Schwarzenegger has denied the allegations, but he has done so in a way that is something less than politic. In a profile in the Weekly Standard last year, Schwarzenegger was quoted as saying that the allegations against him were so outrageous that he didn't even have to explain them away -- to his wife or anyone else. "When someone said [they] walked into my trailer, and I was eating a chick in the living room, [Maria] knows I'm not that stupid, number one. Number two, I have two guards standing out at all times in front of my trailer so no one could walk in ... . That already makes the story not credible."
Credible or not, the personal attacks may be all that Davis has. He ran negative campaigns to get elected in the first place, and now it appears that he will have no choice but to do so again. With approval ratings in the 20 percent range and a state budget deficit of $38 billion, Davis can't run on his record. And with Schwarzenegger in the race, he can't run based on fear of the right wing. And even if Schwarzenegger were to stay out of the race, it's not clear that such tactics would carry the day anyway.
While the recall campaign was started by ideologues on the right, California voters are dissatisfied with their government -- and their governor -- in ways that are not particularly ideological. The state is in a budget crisis; like the country as a whole, California has gone from record surpluses to a huge deficit virtually overnight. But while George W. Bush seems to get a free ride for the nation's fiscal woes, Davis is buried with the blame for California's crisis. Voters see Davis as an incompetent manager, a pay-for-play politician with no agenda beyond securing the next campaign contribution.
"We're in a non-ideological recall, and it's a mistake for Davis to think that he can run on ideology," said Tony Quinn, editor of the California Target Book, a publication that analyzes California political races and districts. "Davis has been pitching this as if it's left vs. right. But the public is mad about management. They don't want their taxes raised, they don't want their services cut. They want someone who can manage these things."

> _MATERIAL PROVIDED_:
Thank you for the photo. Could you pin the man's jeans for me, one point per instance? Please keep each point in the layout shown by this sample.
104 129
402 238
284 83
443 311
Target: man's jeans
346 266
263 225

> _YOUR OBJECTIVE_:
Answer these questions from the article on the California recall:
1. According to Schwarzenegger, how many guards stand in front of his trailer at all times?
2. How large is the state budget deficit?
3. What publication does Tony Quinn edit?

> _FINISHED ANSWER_:
1. Two.
2. $38 billion.
3. The California Target Book.